EXCERPT PROVIDED ▸
▬▬▬
FoxyScholar, I have included some scripture here about those who were in Hell as well.  Also in reading about those who had the Spirit which raised Jesus within them--I think that would include those who were believing even before he was born.



*1 Cor:15*
*51* Behold, I shew you a mystery; We shall not all sleep, but we shall all be changed, *52* In a moment, in the twinkling of an eye, at the last trump: for the trumpet shall sound, and the dead shall be raised incorruptible, and we shall be changed. 

*Romans 8*

*4* That the righteousness of the law might be fulfilled in us, who walk not after the flesh, but after the Spirit.* 5* For they that are after the flesh do mind the things of the flesh; but they that are after the Spirit the things of the Spirit. *6* For to be carnally minded [is] death; but to be spiritually minded [is] life and peace. *7* Because the carnal mind [is] enmity against God: for it is not subject to the law of God, neither indeed can be. *8* So then they that are in the flesh cannot please God. *9* But ye are not in the flesh, but in the Spirit, if so be that the Spirit of God dwell in you. Now if any man have not the Spirit of Christ, he is none of his. *10* And if Christ [be] in you, the body [is] dead because of sin; but the Spirit [is] life because of righteousness. *11* But if the Spirit of him that raised up Jesus from the dead dwell in you, he that raised up Christ from the dead shall also quicken your mortal bodies by his Spirit that dwelleth in you.
▬▬▬
GIVEN DATA ▸

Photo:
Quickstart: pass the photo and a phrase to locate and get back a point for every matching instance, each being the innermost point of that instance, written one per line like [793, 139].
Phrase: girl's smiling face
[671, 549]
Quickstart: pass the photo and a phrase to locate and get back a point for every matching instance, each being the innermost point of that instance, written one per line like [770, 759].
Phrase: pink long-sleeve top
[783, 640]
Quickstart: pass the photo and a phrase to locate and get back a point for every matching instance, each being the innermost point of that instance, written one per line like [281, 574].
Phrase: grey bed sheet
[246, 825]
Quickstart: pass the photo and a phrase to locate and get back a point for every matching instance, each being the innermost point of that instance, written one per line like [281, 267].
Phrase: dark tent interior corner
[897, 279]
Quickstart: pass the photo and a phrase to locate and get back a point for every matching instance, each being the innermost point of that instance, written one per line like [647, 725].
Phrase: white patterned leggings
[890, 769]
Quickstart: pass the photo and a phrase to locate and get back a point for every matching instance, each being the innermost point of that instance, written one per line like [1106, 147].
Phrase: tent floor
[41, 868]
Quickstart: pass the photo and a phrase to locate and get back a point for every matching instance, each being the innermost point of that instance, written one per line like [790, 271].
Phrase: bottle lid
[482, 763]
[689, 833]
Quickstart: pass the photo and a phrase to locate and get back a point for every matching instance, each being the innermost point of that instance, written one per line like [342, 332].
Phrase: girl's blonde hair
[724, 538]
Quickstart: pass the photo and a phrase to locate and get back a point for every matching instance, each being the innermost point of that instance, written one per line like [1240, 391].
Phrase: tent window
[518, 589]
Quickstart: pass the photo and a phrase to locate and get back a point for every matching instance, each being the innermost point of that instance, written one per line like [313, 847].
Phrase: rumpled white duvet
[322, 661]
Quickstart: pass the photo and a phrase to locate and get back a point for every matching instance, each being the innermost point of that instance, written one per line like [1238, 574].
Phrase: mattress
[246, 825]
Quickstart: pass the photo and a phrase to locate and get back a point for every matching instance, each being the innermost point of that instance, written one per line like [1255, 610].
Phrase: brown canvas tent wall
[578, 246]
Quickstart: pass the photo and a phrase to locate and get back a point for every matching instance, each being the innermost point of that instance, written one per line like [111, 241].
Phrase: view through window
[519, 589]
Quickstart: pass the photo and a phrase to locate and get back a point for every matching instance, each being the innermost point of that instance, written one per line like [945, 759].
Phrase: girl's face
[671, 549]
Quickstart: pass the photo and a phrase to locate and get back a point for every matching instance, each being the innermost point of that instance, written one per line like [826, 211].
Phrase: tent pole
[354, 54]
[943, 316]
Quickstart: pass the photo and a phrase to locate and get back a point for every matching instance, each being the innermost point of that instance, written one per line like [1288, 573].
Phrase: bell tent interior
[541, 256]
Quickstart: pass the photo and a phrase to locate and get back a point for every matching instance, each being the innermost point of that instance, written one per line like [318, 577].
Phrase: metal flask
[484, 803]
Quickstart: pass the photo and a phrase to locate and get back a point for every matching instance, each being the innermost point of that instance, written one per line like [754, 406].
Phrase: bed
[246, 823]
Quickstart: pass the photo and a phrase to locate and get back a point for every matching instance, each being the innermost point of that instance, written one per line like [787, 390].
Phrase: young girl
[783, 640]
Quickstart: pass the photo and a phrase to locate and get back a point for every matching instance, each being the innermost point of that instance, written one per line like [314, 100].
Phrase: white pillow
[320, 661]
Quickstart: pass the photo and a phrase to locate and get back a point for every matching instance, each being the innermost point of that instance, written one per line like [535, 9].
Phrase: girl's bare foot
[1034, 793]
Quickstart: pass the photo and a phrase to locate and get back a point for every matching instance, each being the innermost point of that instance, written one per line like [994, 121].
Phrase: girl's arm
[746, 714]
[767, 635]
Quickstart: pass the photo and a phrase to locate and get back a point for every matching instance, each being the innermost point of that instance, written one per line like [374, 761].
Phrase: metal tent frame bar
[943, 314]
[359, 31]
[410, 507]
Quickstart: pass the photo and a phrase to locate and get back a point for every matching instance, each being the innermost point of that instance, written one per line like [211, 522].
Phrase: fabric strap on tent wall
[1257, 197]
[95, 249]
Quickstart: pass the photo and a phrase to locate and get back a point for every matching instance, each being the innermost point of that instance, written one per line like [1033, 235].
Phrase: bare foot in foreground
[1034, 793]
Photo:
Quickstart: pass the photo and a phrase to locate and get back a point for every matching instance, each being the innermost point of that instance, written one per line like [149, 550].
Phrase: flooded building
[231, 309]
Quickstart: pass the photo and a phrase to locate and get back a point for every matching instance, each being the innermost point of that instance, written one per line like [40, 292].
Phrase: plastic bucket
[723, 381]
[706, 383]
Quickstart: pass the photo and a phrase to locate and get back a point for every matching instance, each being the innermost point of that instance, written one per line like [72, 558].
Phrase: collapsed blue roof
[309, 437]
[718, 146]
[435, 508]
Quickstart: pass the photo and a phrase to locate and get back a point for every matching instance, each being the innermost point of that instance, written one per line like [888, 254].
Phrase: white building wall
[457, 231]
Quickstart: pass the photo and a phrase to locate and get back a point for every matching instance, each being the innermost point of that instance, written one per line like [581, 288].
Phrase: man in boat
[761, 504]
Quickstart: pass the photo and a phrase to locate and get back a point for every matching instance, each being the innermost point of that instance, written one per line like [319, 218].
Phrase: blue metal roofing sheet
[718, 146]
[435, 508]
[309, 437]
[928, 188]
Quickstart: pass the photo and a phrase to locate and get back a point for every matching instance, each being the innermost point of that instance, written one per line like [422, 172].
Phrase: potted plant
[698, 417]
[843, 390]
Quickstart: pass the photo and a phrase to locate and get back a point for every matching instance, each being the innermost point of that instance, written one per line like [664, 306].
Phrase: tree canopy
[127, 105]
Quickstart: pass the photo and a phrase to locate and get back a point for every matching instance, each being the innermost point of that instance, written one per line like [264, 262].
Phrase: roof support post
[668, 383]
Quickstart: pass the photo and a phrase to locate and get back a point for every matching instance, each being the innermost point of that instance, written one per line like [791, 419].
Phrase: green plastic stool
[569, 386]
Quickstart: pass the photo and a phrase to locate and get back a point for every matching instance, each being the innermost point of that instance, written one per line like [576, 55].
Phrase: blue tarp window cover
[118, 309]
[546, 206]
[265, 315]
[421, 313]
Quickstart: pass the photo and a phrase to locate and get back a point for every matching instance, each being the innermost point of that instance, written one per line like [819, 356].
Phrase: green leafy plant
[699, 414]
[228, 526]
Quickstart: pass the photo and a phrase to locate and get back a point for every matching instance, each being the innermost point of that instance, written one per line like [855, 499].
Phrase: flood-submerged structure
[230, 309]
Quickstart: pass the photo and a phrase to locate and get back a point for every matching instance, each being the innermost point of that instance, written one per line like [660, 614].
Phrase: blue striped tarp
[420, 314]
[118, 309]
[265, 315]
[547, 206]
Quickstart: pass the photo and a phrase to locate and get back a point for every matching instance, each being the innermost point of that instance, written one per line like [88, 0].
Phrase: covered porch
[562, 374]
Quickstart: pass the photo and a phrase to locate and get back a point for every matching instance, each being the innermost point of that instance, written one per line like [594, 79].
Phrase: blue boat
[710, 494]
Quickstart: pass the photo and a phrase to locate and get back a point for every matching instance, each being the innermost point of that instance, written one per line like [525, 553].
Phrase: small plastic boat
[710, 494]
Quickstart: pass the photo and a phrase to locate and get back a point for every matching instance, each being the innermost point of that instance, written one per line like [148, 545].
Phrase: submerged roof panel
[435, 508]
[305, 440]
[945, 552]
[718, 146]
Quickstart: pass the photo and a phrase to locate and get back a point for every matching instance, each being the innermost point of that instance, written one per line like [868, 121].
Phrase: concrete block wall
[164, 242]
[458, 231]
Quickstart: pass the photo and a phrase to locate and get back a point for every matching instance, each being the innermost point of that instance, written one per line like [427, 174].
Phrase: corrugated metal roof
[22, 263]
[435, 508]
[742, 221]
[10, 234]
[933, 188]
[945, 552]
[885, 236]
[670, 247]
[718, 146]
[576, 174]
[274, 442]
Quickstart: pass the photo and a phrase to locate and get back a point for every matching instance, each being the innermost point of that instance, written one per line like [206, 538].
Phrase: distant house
▬▬▬
PROBLEM TO WORK ON ▸
Answer these questions about the forum post:
1. To whom is the post addressed by name?
2. According to the quoted verse 52 of 1 Cor 15, how shall the dead be raised?
3. In the quoted Romans 8 verse 6, what is it to be spiritually minded?

RESPONSE BELOW ▸
1. FoxyScholar.
2. Incorruptible.
3. Life and peace.